(Collected data)

---

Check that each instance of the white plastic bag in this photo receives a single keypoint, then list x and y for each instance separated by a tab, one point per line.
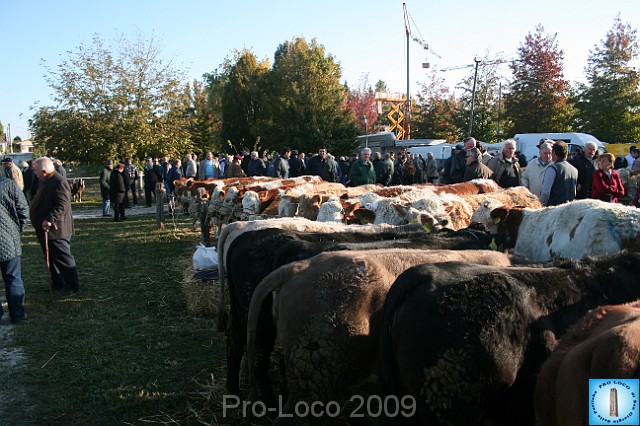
205	258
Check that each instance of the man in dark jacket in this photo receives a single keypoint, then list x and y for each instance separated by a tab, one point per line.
13	215
118	191
50	214
586	164
105	176
319	165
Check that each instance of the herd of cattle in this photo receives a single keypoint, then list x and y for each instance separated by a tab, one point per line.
411	285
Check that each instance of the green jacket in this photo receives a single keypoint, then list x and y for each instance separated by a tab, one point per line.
361	173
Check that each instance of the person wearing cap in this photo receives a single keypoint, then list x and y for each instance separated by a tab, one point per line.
475	168
459	161
255	166
50	213
105	179
534	173
505	167
362	171
118	191
296	166
281	166
630	158
13	216
234	169
319	165
209	167
152	175
13	172
586	163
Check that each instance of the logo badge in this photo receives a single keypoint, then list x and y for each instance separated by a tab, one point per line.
613	401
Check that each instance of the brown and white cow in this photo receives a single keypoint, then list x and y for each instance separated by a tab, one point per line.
572	230
605	343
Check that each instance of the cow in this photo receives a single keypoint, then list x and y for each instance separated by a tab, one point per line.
572	230
268	244
77	187
604	343
466	341
327	313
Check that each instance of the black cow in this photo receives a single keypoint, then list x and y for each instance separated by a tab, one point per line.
254	254
467	341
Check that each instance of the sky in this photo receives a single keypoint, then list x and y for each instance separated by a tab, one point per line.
367	38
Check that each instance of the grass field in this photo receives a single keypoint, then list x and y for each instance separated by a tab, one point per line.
124	350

---

■ YOUR GOAL:
Rewrite all of the rows above, substituting "image" for every "photo" and keeping everything else the same. Leave the pictures out.

■ TASK RESULT:
Check that each instance of the white plastic bag in this image receives a single keypoint, then list x and y for each instance separated by a tab, one point per line.
205	258
Check that each instance of the man in dark jacket in this image receives a single keypoint, then list x and y for each instance separated by a tab, one point per line.
13	215
118	191
50	214
586	164
105	176
319	165
Check that each instance of the herd of cattle in this image receives a single keypoint, then list x and y for each instance separated by a tab, one point per line.
411	285
Check that each instance of the green jacket in this image receives a single keypoint, then list x and y for each instance separated by a tab, one point per line.
361	173
Check that each instance of the person wearing cap in this image receives a single keypoint, then list x and y for each instance separated by a tab, one point per line.
475	168
459	161
255	166
50	213
105	179
534	173
505	167
362	171
118	191
296	166
281	166
630	158
13	216
234	169
319	165
209	167
152	175
13	172
586	163
Check that each instance of the logo badge in this image receives a single keypoint, then list x and y for each instance separated by a tab, one point per line.
613	401
Check that each instance of the brown and white cow in this image receives a single keypoint, then list x and y for each instance separated by a tab, one point per line.
572	230
605	343
Check that each instance of the cow in this image receives a single keypoint, then list x and y for each instance separated by a tab, one point per line.
572	230
268	244
77	187
604	343
466	341
327	313
Check that each instance of the black cow in this image receives a single keypoint, then list x and y for each instance separated by a tab, one point per line.
254	254
467	341
Check that each instance of the sky in this image receives a single keypoint, then list x and y for each instance separated by a tab, one point per line.
367	38
Check that each instance of the grass field in this image receives a single keypoint, then list x and y for each instance separated by a tab, one point per line.
124	350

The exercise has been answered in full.